Passage provided:
I have one window left to do (either with the scraps I have left, or for aesthetic reasons with another $3 worth of foam) and then I will top both windows off with a tasteful bit of fabric, to bring out the wallpaper and particularly the fact that the wallpaper features the skull of Bucky Katt (“Get Fuzzy”) in it’s pattern. But that is a post for another day.

Flushed with victory and Soju, I give you “Triumph of the Ill,” the web video. It does not include the “final” look of victory, because that has only been applied to the small window. But as soon as the other window is done, I will send a picture along, perhaps featuring a video of me painting my ass blue and dancing naked in celebration (As the result of my beloved Sister’s last comment I’m not sure if I’m Roman, Scottish, British, or just some Scandinavian cur. All I know for sure is that my name is Hadrian. I will work on this and figure out an appropriate celebration.)

Listing:
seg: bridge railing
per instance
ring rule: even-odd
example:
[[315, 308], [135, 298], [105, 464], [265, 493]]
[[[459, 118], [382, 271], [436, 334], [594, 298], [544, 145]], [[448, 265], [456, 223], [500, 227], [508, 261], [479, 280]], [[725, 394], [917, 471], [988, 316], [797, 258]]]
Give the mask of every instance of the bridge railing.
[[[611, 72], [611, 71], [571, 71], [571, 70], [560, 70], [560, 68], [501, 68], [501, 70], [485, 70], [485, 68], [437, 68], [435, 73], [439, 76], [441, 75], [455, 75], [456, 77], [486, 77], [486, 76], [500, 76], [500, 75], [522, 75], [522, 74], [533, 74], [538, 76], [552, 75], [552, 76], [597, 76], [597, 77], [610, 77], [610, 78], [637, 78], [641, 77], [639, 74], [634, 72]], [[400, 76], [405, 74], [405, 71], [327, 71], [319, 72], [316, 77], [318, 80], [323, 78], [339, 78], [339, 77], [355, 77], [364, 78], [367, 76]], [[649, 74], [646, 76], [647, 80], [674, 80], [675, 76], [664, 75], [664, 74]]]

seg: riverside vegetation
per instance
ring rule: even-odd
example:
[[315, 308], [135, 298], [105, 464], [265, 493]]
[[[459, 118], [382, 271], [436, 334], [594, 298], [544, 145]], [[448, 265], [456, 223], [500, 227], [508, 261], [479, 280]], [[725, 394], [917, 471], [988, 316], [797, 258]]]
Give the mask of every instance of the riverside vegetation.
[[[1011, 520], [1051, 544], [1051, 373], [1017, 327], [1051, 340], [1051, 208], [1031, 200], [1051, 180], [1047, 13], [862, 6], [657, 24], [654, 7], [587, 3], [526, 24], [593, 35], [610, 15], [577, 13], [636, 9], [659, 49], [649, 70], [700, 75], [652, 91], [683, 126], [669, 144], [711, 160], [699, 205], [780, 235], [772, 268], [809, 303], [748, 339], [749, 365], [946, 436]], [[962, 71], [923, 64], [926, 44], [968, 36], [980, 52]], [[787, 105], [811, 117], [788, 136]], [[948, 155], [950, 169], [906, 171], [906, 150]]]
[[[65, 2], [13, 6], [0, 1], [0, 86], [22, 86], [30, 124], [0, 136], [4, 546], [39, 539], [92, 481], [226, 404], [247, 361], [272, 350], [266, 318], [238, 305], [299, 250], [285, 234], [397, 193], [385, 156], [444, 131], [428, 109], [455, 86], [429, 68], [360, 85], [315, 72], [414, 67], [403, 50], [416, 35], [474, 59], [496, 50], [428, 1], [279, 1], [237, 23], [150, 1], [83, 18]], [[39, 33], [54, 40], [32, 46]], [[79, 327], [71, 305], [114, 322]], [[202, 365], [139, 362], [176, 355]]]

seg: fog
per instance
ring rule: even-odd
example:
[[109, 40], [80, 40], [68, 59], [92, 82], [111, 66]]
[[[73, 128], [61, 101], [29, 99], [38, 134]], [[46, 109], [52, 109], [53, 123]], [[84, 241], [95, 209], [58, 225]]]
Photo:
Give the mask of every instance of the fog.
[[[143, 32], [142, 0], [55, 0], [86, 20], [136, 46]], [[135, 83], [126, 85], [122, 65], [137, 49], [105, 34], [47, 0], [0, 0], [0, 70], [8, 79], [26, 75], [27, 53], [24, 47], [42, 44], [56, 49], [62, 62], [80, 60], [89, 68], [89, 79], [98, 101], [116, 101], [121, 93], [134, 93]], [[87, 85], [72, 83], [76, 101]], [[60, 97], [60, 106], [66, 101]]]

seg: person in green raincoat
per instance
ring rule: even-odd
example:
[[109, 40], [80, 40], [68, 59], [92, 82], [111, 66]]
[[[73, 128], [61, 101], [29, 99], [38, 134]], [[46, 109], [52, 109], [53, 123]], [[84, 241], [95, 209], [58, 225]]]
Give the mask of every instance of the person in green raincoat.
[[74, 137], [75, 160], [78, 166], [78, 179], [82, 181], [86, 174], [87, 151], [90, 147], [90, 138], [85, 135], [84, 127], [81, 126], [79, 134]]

Requirements:
(A) Reproduce the stretch from "Flushed with victory" through "an appropriate celebration.)" in the post about the windows.
(B) In the post about the windows, what is the title of the web video?
(C) Continue the post about the windows from the end of its last sentence.

Results by task:
(A)
Flushed with victory and Soju, I give you “Triumph of the Ill,” the web video. It does not include the “final” look of victory, because that has only been applied to the small window. But as soon as the other window is done, I will send a picture along, perhaps featuring a video of me painting my ass blue and dancing naked in celebration (As the result of my beloved Sister’s last comment I’m not sure if I’m Roman, Scottish, British, or just some Scandinavian cur. All I know for sure is that my name is Hadrian. I will work on this and figure out an appropriate celebration.)

(B) "Triumph of the Ill"

(C)
Today was good. Had the whole morning off but opted to go in to watch on of the semi-directors teach. Just to see if I was in the ballpark. As it turns out, I very much am and that was reassuring indeed.

Then, as I was chatting with office-mates and getting some copying together (in some ways the most difficult part of this job is the endless copying) the word came in that my Alien Registration Card had landed and I was off to the bank to get set up there. It wasn’t the bank I wanted, but it will do. I may go back later and change banks. Came back to finish the copying and put some stuff together for my evening class, Academic Writing.

Man, is that the best class ever. I had heard all kinds of scary things about different levels and expectations. When I got there were only four women sitting there, which means no matter how different their skills were, it would be no problem to teach. launched into a lecture about the writing process and all the bullshit came back. I could talk about how to write for weeks. Unfortunately I had to wedge in some time for them to actually write. ;-)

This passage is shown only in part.